*** Opening of Material to process ***

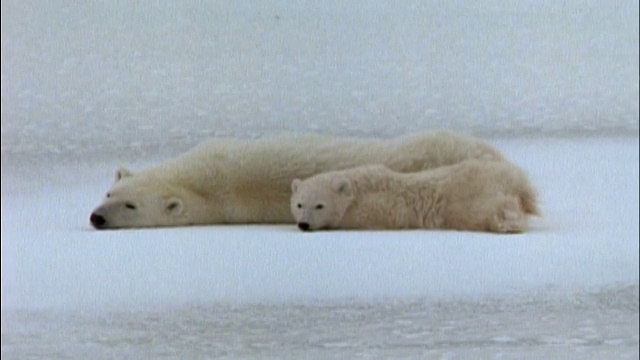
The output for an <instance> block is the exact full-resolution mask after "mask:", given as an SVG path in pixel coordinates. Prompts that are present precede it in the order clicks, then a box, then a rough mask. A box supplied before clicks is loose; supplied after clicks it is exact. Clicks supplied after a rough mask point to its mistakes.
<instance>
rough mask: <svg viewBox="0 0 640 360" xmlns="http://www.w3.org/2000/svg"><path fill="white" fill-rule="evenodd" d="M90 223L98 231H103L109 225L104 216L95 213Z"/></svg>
mask: <svg viewBox="0 0 640 360" xmlns="http://www.w3.org/2000/svg"><path fill="white" fill-rule="evenodd" d="M89 221H90V222H91V225H93V227H94V228H96V229H102V228H103V227H104V225H105V224H106V223H107V219H105V218H104V216H102V215H100V214H96V213H95V212H94V213H91V216H90V217H89Z"/></svg>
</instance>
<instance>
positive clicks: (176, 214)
mask: <svg viewBox="0 0 640 360" xmlns="http://www.w3.org/2000/svg"><path fill="white" fill-rule="evenodd" d="M184 198H185V191H184V190H183V189H180V188H177V187H176V186H172V185H170V184H168V183H166V182H162V181H160V180H159V179H156V178H154V177H150V176H144V175H142V174H140V175H138V174H133V173H131V172H130V171H129V170H127V169H124V168H122V169H119V170H118V171H117V172H116V181H115V183H114V184H113V186H112V187H111V189H110V190H109V192H107V194H106V197H105V198H104V200H103V202H102V204H101V205H100V206H98V207H97V208H96V209H95V210H94V211H93V212H92V213H91V216H90V218H89V220H90V222H91V225H93V227H95V228H96V229H114V228H130V227H155V226H177V225H185V224H188V223H189V219H188V216H186V211H185V206H184Z"/></svg>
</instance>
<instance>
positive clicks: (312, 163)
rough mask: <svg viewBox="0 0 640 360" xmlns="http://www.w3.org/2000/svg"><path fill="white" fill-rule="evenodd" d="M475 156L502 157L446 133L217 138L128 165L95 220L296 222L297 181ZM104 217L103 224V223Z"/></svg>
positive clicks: (470, 139) (444, 164)
mask: <svg viewBox="0 0 640 360" xmlns="http://www.w3.org/2000/svg"><path fill="white" fill-rule="evenodd" d="M468 158H482V159H496V160H501V159H503V156H502V155H501V154H500V153H499V152H498V151H497V150H495V149H494V148H493V147H491V146H490V145H488V144H486V143H485V142H482V141H480V140H477V139H473V138H470V137H465V136H461V135H457V134H454V133H451V132H447V131H444V132H435V133H429V134H419V135H413V136H405V137H399V138H396V139H391V140H380V139H362V138H336V137H331V136H321V135H307V136H289V137H283V138H276V139H266V140H257V141H256V140H237V139H226V140H220V139H218V140H212V141H210V142H207V143H204V144H202V145H200V146H198V147H196V148H194V149H193V150H191V151H189V152H187V153H185V154H183V155H181V156H178V157H176V158H174V159H171V160H169V161H167V162H166V163H163V164H161V165H159V166H156V167H153V168H150V169H147V170H143V171H140V172H134V173H132V172H130V171H128V170H126V169H121V170H120V171H119V172H118V174H119V175H118V176H117V180H116V182H115V184H114V185H113V187H112V188H111V190H109V195H110V196H109V197H108V198H105V199H104V202H103V203H102V204H101V205H100V206H98V207H97V208H96V209H95V210H94V212H93V213H92V223H93V224H94V226H96V227H97V228H120V227H154V226H181V225H190V224H220V223H291V222H293V218H292V217H291V213H290V211H289V200H290V196H291V192H290V186H291V181H292V180H293V179H294V178H306V177H309V176H312V175H314V174H317V173H321V172H325V171H330V170H340V169H346V168H350V167H354V166H359V165H365V164H372V163H383V164H385V165H387V166H389V167H390V168H392V169H394V170H397V171H403V172H405V171H407V172H409V171H420V170H424V169H429V168H433V167H438V166H442V165H447V164H453V163H457V162H460V161H462V160H465V159H468ZM127 204H129V205H132V206H134V207H135V209H130V208H127V206H126V205H127ZM130 207H131V206H130ZM98 217H101V219H102V220H104V223H102V224H99V225H98V224H97V223H96V222H95V221H94V220H95V219H97V218H98Z"/></svg>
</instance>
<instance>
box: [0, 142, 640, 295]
mask: <svg viewBox="0 0 640 360" xmlns="http://www.w3.org/2000/svg"><path fill="white" fill-rule="evenodd" d="M494 143H495V144H496V146H498V148H500V149H501V150H502V151H503V152H504V153H505V154H507V156H508V157H509V158H510V159H511V160H512V161H514V162H516V163H517V164H519V165H520V166H522V167H523V168H524V169H525V170H526V171H527V172H528V173H529V174H530V176H531V178H532V181H533V183H534V184H535V185H536V186H537V187H538V189H539V192H540V196H541V208H542V211H543V216H542V217H541V218H534V221H533V226H532V229H531V231H530V232H528V233H526V234H522V235H505V236H500V235H493V234H483V233H469V232H450V231H404V232H403V231H400V232H375V231H371V232H339V231H338V232H324V233H322V232H318V233H311V234H308V233H302V232H299V231H298V230H297V229H296V228H295V226H285V225H282V226H275V225H265V226H204V227H191V228H189V227H187V228H170V229H143V230H125V231H95V230H93V229H91V228H90V226H89V224H88V220H87V219H88V215H89V213H90V211H91V209H92V208H93V207H94V206H96V205H97V204H98V203H99V202H100V200H101V197H102V196H103V193H104V192H105V191H106V190H107V189H108V187H109V185H110V183H111V181H112V180H113V172H114V171H115V169H116V166H117V164H115V163H114V164H108V162H107V163H100V164H98V165H94V164H86V163H82V162H79V163H75V164H71V163H69V164H66V165H65V167H64V170H63V171H61V169H60V168H58V166H57V165H56V164H45V163H42V164H39V165H37V166H36V165H31V166H32V168H29V169H25V168H24V167H21V166H20V165H21V164H20V163H15V162H13V161H12V159H11V158H7V159H6V160H5V159H3V162H2V166H3V169H2V170H3V171H2V174H3V183H2V186H3V189H2V194H3V195H2V234H3V240H2V274H3V275H2V304H3V305H2V306H3V307H50V306H53V307H68V306H72V307H77V306H89V307H102V306H108V305H110V304H111V305H112V304H130V305H131V304H133V305H135V304H155V303H185V302H192V301H216V300H218V301H240V302H253V301H258V302H260V301H288V300H304V299H308V300H318V299H320V300H327V299H344V298H364V299H375V298H386V297H394V296H399V297H412V296H428V297H436V298H438V297H451V296H463V295H487V294H494V295H496V294H509V293H514V292H520V291H533V290H539V289H543V288H546V287H560V288H563V289H575V288H587V289H588V288H593V287H598V286H603V285H607V284H612V283H634V282H638V249H639V248H638V236H639V235H638V228H639V226H638V218H639V215H638V203H637V199H638V178H639V176H638V163H639V158H638V146H639V145H638V139H637V138H635V139H617V138H605V139H528V140H527V139H518V140H495V141H494Z"/></svg>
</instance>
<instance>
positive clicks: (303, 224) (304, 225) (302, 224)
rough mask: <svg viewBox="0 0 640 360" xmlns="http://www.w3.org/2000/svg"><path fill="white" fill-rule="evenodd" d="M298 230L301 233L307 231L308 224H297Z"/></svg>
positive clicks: (307, 223) (304, 223)
mask: <svg viewBox="0 0 640 360" xmlns="http://www.w3.org/2000/svg"><path fill="white" fill-rule="evenodd" d="M298 228H300V230H302V231H309V223H305V222H301V223H298Z"/></svg>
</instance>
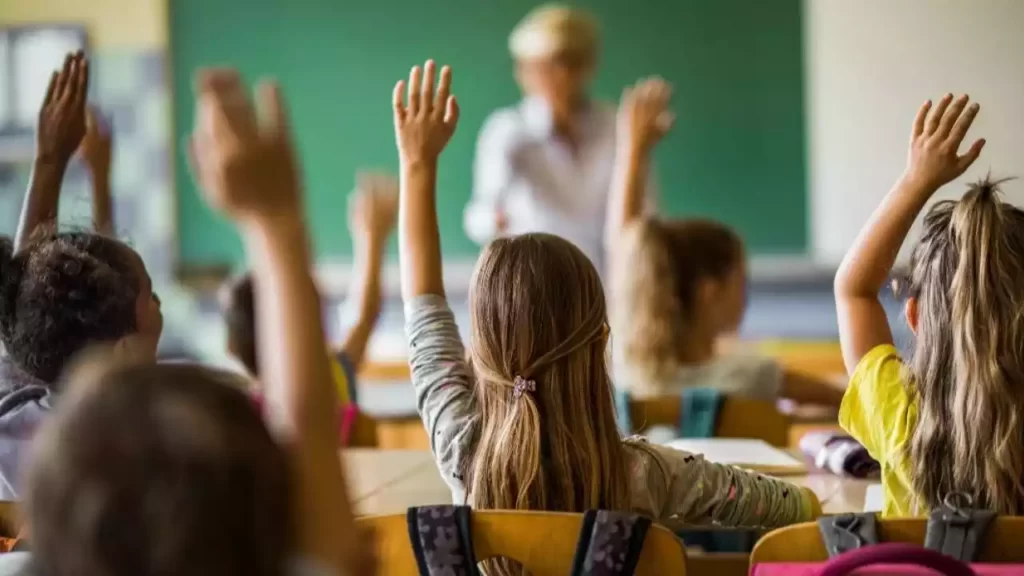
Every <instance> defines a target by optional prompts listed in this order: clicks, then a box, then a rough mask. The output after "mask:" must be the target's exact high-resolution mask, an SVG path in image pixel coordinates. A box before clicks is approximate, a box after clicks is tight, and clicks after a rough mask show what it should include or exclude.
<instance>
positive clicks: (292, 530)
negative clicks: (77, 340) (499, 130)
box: [27, 71, 369, 576]
mask: <svg viewBox="0 0 1024 576" xmlns="http://www.w3.org/2000/svg"><path fill="white" fill-rule="evenodd" d="M197 85H198V91H199V95H198V102H197V121H198V125H197V130H196V133H195V134H194V139H193V147H194V149H195V150H196V152H197V154H196V155H195V159H196V163H195V164H196V169H197V171H198V177H199V179H200V181H201V184H202V188H203V189H204V191H205V193H206V197H207V200H208V202H209V203H210V204H211V205H213V206H214V207H215V208H218V209H219V210H221V211H222V212H224V213H225V215H227V216H228V217H229V218H231V219H232V220H233V221H234V222H236V223H237V225H238V227H239V229H240V230H241V232H242V236H243V238H244V239H245V242H246V247H247V252H248V254H249V255H250V258H251V260H252V265H253V270H254V277H255V279H256V287H257V290H256V299H257V302H256V311H257V316H258V322H259V324H260V327H261V328H262V329H263V333H264V334H268V337H266V338H264V339H262V340H261V342H260V346H261V351H260V352H261V358H262V359H264V360H265V365H264V366H263V367H262V369H263V371H262V381H263V383H264V385H265V386H266V389H267V396H268V398H269V399H270V402H271V404H272V405H273V407H274V408H275V409H276V414H278V415H279V416H280V424H281V427H280V431H281V434H280V435H279V438H276V440H278V441H279V442H276V443H275V442H274V441H273V439H271V437H270V435H269V434H268V433H267V429H266V428H265V427H264V426H263V424H262V422H261V420H260V417H259V415H258V413H257V412H256V411H255V410H254V409H253V407H252V405H251V403H250V402H249V401H248V399H247V398H246V397H245V396H244V395H243V394H242V393H241V392H239V390H237V389H233V388H232V387H230V386H229V385H225V384H224V383H223V382H222V381H219V380H217V379H216V378H215V377H213V376H212V373H211V372H209V371H205V370H202V369H200V368H197V367H189V366H181V365H174V366H172V365H154V364H152V363H145V362H125V361H122V362H111V361H109V360H102V361H94V362H92V363H89V364H86V365H85V366H83V367H82V368H81V369H79V370H77V371H75V372H74V373H73V375H72V376H71V380H70V382H69V393H68V397H67V398H66V399H63V402H61V404H60V407H59V408H58V410H57V413H56V414H55V417H54V418H52V419H50V420H49V421H48V422H47V423H46V424H45V425H44V428H43V429H42V430H41V433H40V436H39V439H38V442H37V443H36V445H35V452H34V457H33V464H32V472H31V475H30V481H31V482H30V485H29V486H30V491H29V495H28V501H27V510H28V519H29V527H30V532H31V533H30V535H29V538H30V541H31V542H32V546H33V559H32V569H33V570H34V572H36V573H39V574H47V575H51V576H71V575H76V576H93V575H108V576H122V575H123V576H129V575H131V576H137V575H147V574H150V575H155V574H164V575H185V574H187V575H196V576H221V575H231V574H239V575H241V574H246V575H253V576H261V575H266V576H282V575H288V576H295V575H306V576H312V575H316V576H330V575H334V576H343V575H345V574H366V573H367V571H366V570H367V569H368V568H369V567H368V566H367V565H366V561H365V560H364V558H362V549H364V547H362V546H361V545H360V542H359V541H358V538H356V535H355V528H354V526H353V524H352V515H351V510H350V509H349V504H348V501H347V499H346V494H345V488H344V487H345V484H344V483H345V480H344V475H343V474H342V469H341V467H340V466H339V460H338V443H337V437H336V435H335V434H334V429H335V427H336V421H335V410H334V409H333V406H334V405H335V403H336V399H335V394H334V386H333V383H332V381H331V369H330V364H329V362H328V356H327V354H326V352H325V349H324V346H323V337H324V336H323V326H322V322H321V310H319V298H318V297H317V295H316V289H315V287H314V285H313V281H312V279H311V278H310V276H309V266H310V263H311V262H310V256H309V248H308V244H309V240H308V237H307V234H306V229H305V224H304V222H303V219H302V203H301V199H300V194H299V184H298V175H297V173H296V172H297V168H296V163H295V160H294V158H293V156H292V153H291V143H290V138H289V134H288V128H287V122H286V120H285V113H284V107H283V102H282V100H281V96H280V95H279V93H278V90H276V88H275V87H273V86H269V85H267V86H262V87H261V88H260V95H261V98H260V101H261V104H262V105H263V106H262V107H261V108H262V109H263V110H261V111H260V112H261V113H264V114H260V117H261V118H265V119H266V120H264V121H262V122H261V121H257V120H256V115H255V113H254V111H253V109H252V106H251V105H250V104H249V99H248V95H247V94H246V93H245V91H244V87H243V85H242V83H241V81H240V79H239V78H238V76H237V75H234V74H232V73H229V72H222V71H215V72H209V73H205V74H203V75H201V77H200V79H199V81H198V82H197ZM282 446H284V447H285V448H282ZM69 519H74V522H69Z"/></svg>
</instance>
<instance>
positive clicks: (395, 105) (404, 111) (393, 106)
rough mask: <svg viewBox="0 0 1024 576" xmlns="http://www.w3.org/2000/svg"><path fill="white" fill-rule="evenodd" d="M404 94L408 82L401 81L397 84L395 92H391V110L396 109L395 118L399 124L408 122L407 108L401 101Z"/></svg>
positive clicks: (394, 114) (394, 86) (396, 82)
mask: <svg viewBox="0 0 1024 576" xmlns="http://www.w3.org/2000/svg"><path fill="white" fill-rule="evenodd" d="M404 92H406V81H404V80H399V81H398V82H396V83H395V85H394V90H392V91H391V108H392V109H394V118H395V120H397V121H398V122H404V121H406V107H404V106H403V104H402V101H401V98H402V95H403V93H404Z"/></svg>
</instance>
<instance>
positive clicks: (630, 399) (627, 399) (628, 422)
mask: <svg viewBox="0 0 1024 576" xmlns="http://www.w3.org/2000/svg"><path fill="white" fill-rule="evenodd" d="M614 397H615V413H616V415H617V416H618V418H617V420H618V430H620V431H622V433H623V436H624V437H629V436H633V434H635V430H634V429H633V414H632V413H631V412H630V402H631V401H632V398H631V397H630V393H629V392H628V390H626V389H623V388H615V390H614Z"/></svg>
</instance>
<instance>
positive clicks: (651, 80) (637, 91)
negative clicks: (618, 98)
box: [618, 78, 676, 152]
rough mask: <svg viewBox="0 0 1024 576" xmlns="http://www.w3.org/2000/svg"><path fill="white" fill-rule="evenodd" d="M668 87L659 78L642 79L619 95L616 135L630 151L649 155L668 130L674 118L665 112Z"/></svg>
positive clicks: (663, 82)
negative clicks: (616, 129)
mask: <svg viewBox="0 0 1024 576" xmlns="http://www.w3.org/2000/svg"><path fill="white" fill-rule="evenodd" d="M671 97H672V86H670V85H669V83H668V82H666V81H665V80H662V79H660V78H646V79H644V80H640V81H639V82H637V83H636V85H635V86H632V87H627V88H626V90H624V91H623V99H622V101H621V102H620V105H618V134H620V136H618V137H621V138H623V145H624V146H626V147H628V148H629V149H632V150H637V151H641V152H646V151H649V150H650V149H651V148H653V146H654V145H656V143H657V141H658V140H660V139H662V137H663V136H665V134H667V133H668V132H669V130H670V129H672V124H673V123H674V122H675V120H676V116H675V115H674V114H673V113H672V112H670V111H669V100H670V98H671Z"/></svg>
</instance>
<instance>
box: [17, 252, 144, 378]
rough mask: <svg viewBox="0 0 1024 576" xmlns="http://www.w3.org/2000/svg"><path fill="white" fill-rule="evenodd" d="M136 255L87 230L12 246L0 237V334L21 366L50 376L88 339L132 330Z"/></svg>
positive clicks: (135, 327)
mask: <svg viewBox="0 0 1024 576" xmlns="http://www.w3.org/2000/svg"><path fill="white" fill-rule="evenodd" d="M134 257H136V256H135V255H134V253H133V252H132V251H131V249H130V248H128V246H126V245H125V244H123V243H122V242H120V241H118V240H116V239H113V238H109V237H105V236H102V235H98V234H94V233H88V232H62V233H57V232H47V233H45V234H43V235H41V236H40V237H38V238H37V239H35V240H34V241H33V242H32V243H31V244H30V245H29V246H28V247H26V248H24V249H22V250H19V251H18V252H17V253H15V252H14V247H13V243H12V241H11V240H10V239H9V238H6V237H0V340H2V341H3V344H4V347H5V348H6V351H7V355H8V356H9V357H10V358H11V360H12V361H13V362H14V363H15V364H16V365H17V366H18V367H19V368H20V369H22V370H24V371H25V372H26V373H28V374H30V375H32V376H34V377H36V378H38V379H40V380H42V381H44V382H47V383H52V382H55V381H56V380H57V377H58V376H59V375H60V372H61V371H62V370H63V367H65V363H66V362H67V361H68V360H69V359H70V358H71V357H72V356H74V355H75V354H76V353H78V352H79V351H81V349H82V348H84V347H85V346H87V345H88V344H89V343H91V342H100V341H115V340H118V339H120V338H122V337H124V336H126V335H128V334H131V333H133V332H135V330H136V320H137V319H136V300H137V299H138V295H139V291H140V290H141V284H142V280H141V278H139V271H138V268H137V263H136V262H135V261H134V260H133V258H134Z"/></svg>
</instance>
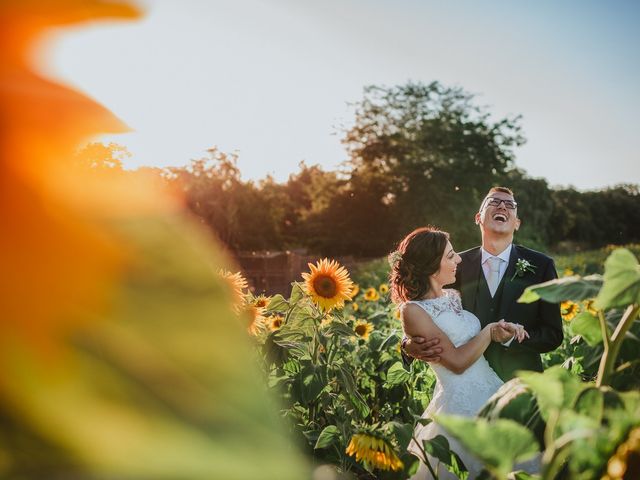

*** Close of Material to process ***

State how many lines in the entries above contain the string "exact". Give only the number.

2